[BEGIN WORKING DATA]
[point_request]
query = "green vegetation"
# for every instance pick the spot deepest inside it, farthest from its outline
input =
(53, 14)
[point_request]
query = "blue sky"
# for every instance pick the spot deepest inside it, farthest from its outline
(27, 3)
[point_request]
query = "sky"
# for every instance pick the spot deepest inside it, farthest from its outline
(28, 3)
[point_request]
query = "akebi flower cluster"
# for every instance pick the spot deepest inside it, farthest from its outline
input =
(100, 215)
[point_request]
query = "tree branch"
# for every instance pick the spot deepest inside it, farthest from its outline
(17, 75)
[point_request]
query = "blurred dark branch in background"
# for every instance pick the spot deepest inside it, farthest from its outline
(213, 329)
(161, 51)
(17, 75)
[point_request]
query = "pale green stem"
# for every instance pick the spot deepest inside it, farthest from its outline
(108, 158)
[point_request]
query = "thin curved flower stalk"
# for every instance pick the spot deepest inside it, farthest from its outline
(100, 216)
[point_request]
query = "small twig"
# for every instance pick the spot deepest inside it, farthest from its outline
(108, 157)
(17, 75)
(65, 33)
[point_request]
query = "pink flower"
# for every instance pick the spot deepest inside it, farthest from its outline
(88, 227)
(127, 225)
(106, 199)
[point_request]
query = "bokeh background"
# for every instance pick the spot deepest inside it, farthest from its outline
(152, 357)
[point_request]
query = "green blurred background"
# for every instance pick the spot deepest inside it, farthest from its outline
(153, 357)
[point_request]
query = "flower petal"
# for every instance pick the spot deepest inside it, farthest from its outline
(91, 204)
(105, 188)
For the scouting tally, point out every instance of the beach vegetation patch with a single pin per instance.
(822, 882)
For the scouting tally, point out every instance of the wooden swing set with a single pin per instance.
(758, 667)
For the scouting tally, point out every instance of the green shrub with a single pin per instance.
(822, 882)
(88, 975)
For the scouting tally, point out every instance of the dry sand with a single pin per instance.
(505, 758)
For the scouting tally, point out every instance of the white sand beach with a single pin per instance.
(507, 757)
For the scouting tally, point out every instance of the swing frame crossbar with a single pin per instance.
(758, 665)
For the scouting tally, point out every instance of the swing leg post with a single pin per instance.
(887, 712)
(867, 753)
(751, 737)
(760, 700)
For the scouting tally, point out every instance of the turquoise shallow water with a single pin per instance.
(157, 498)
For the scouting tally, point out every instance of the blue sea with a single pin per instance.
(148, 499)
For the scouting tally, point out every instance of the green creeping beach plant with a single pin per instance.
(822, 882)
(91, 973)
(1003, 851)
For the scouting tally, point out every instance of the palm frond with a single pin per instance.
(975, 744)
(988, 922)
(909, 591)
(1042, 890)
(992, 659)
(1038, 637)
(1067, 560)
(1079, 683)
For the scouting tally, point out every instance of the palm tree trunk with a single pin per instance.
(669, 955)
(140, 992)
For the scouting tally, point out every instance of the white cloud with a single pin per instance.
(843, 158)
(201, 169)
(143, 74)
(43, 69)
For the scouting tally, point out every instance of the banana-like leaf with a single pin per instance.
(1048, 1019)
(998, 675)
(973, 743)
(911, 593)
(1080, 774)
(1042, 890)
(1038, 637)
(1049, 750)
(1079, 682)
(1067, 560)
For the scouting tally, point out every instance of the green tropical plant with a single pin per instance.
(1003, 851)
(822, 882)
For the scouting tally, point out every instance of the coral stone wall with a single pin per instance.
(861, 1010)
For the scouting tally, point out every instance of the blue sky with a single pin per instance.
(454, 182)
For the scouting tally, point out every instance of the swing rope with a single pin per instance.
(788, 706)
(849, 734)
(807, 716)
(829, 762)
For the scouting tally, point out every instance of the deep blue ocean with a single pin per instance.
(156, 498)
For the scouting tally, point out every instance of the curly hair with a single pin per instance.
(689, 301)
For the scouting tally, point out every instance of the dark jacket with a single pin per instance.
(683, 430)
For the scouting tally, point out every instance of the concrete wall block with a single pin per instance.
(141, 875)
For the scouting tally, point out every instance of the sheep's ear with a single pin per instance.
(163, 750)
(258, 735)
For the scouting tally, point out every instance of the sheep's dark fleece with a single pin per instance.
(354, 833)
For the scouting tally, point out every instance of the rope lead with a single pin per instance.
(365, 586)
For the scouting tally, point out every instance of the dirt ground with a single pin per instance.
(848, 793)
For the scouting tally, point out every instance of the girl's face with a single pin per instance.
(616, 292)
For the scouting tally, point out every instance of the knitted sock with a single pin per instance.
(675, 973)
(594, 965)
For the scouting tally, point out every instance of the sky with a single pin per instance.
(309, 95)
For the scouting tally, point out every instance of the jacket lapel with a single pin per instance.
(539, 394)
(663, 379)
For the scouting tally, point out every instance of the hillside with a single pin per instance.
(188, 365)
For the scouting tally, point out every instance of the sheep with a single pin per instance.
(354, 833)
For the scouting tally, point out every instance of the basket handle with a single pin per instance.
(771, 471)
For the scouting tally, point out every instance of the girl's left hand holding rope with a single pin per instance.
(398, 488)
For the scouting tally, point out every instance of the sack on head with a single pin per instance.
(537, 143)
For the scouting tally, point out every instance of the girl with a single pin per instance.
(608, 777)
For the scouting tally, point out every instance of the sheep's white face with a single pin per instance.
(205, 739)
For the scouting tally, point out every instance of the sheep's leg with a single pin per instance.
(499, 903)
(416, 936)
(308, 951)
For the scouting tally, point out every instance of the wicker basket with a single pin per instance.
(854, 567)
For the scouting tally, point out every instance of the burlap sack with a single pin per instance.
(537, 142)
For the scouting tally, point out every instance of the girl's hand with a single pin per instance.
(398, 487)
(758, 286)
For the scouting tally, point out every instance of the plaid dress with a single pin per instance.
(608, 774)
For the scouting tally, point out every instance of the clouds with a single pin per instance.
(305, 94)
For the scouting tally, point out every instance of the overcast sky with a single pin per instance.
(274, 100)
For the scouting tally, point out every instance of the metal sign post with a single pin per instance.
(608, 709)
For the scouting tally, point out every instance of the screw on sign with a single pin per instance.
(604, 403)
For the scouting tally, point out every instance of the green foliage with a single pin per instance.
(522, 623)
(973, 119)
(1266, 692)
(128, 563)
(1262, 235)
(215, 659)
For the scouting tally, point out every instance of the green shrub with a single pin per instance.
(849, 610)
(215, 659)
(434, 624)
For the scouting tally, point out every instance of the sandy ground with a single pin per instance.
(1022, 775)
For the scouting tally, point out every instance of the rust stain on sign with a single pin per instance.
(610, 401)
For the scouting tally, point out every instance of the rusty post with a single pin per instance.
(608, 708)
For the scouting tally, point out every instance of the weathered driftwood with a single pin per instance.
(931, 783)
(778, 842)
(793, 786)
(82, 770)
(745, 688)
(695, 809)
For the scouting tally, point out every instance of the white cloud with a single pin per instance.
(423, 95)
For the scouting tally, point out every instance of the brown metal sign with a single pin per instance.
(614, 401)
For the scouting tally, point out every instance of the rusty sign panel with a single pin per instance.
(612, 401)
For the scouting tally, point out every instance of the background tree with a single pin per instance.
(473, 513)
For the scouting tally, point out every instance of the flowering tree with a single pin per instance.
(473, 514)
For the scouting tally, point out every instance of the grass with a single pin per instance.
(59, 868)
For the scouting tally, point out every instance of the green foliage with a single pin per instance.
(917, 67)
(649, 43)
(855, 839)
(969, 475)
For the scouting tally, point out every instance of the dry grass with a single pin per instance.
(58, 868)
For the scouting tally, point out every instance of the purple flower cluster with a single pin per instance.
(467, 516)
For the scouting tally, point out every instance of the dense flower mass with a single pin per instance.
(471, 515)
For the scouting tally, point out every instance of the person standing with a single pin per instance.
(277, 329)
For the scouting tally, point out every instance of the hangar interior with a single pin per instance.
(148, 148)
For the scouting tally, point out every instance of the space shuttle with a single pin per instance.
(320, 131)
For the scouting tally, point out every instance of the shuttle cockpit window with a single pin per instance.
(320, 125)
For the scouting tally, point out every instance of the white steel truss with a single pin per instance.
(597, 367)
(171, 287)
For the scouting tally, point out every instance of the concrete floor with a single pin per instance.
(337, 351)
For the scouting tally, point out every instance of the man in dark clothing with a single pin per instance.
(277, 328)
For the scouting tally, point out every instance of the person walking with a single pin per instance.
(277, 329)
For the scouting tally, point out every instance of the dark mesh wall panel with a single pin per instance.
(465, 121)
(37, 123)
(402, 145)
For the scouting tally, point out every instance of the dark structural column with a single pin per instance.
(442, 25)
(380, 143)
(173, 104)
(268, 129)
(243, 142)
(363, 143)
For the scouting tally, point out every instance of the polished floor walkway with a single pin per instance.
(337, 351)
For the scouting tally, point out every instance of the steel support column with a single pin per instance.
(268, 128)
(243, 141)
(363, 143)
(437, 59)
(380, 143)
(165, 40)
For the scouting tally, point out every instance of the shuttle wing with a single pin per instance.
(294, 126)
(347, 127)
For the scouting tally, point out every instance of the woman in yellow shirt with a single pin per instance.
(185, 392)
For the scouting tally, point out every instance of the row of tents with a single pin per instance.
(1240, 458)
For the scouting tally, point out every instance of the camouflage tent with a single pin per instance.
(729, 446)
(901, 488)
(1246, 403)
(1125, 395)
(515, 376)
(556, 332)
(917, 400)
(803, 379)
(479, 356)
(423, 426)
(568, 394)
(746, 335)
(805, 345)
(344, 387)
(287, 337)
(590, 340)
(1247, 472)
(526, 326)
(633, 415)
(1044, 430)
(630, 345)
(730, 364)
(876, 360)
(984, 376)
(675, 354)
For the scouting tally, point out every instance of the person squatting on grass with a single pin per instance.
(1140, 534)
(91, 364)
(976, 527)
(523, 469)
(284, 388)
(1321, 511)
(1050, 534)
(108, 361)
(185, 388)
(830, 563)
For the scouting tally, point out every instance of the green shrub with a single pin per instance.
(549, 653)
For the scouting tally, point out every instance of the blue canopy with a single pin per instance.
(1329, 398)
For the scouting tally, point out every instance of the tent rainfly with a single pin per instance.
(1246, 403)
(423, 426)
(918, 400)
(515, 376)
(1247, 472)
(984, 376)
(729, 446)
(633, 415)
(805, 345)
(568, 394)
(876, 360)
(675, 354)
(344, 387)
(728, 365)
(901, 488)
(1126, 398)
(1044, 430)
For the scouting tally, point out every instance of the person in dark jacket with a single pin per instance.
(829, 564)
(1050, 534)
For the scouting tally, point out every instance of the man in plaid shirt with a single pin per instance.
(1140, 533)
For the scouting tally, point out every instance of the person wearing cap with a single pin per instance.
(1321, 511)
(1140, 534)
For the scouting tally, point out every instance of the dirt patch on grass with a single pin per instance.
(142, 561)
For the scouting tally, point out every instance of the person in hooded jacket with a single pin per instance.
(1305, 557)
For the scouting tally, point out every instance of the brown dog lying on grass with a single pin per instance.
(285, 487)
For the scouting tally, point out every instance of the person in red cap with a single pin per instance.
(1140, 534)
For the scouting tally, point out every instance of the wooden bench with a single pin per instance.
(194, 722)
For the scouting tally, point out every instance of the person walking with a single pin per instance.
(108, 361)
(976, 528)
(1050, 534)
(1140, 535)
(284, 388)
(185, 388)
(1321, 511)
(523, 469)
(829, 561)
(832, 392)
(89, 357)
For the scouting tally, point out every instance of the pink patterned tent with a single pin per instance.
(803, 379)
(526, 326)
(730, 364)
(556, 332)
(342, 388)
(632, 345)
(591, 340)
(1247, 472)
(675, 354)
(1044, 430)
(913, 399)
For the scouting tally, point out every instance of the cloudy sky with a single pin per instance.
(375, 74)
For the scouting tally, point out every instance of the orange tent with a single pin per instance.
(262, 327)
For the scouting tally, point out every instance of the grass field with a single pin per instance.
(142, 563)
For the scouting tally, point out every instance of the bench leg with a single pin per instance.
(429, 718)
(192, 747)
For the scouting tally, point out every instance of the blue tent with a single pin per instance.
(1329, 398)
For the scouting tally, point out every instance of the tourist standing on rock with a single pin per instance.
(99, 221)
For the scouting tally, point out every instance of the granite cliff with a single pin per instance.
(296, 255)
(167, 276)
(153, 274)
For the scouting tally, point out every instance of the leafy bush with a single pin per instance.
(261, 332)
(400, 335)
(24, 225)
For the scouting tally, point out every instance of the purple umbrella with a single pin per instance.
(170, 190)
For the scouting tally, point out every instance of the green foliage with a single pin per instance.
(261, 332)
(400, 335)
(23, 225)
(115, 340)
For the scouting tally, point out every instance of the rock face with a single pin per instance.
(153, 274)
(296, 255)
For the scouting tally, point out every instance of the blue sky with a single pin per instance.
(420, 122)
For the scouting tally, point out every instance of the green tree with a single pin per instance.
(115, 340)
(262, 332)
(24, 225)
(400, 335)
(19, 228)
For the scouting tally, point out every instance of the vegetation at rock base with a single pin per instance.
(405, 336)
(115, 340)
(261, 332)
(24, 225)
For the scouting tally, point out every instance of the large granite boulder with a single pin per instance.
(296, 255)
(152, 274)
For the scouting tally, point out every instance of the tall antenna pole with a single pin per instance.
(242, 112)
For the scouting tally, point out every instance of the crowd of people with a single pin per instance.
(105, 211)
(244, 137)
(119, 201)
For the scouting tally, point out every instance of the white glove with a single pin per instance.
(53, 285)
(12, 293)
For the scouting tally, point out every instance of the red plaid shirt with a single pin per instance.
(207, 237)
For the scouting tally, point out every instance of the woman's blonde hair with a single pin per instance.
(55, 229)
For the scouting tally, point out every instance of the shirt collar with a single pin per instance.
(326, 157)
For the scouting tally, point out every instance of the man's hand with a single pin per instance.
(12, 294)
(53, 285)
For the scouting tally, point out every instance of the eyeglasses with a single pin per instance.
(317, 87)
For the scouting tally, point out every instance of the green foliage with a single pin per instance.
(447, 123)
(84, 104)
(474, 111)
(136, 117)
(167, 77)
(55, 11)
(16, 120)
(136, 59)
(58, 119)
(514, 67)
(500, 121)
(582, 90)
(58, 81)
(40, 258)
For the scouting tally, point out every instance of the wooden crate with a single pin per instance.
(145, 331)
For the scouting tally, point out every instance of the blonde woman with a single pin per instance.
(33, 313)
[END WORKING DATA]
-- SHORT PROBLEM --
Above, find the line containing "tropical plant with a single pin per instance." and the line containing "(861, 1010)". Print both of those lines and every line between them, unchanged.

-- RESPONSE TO THE EXERCISE --
For the scouting tally, point out every instance of the green tropical plant with a single pin per instance.
(1003, 851)
(822, 882)
For the scouting tally, point out every instance of the coral stone wall with a single pin per instance.
(861, 1010)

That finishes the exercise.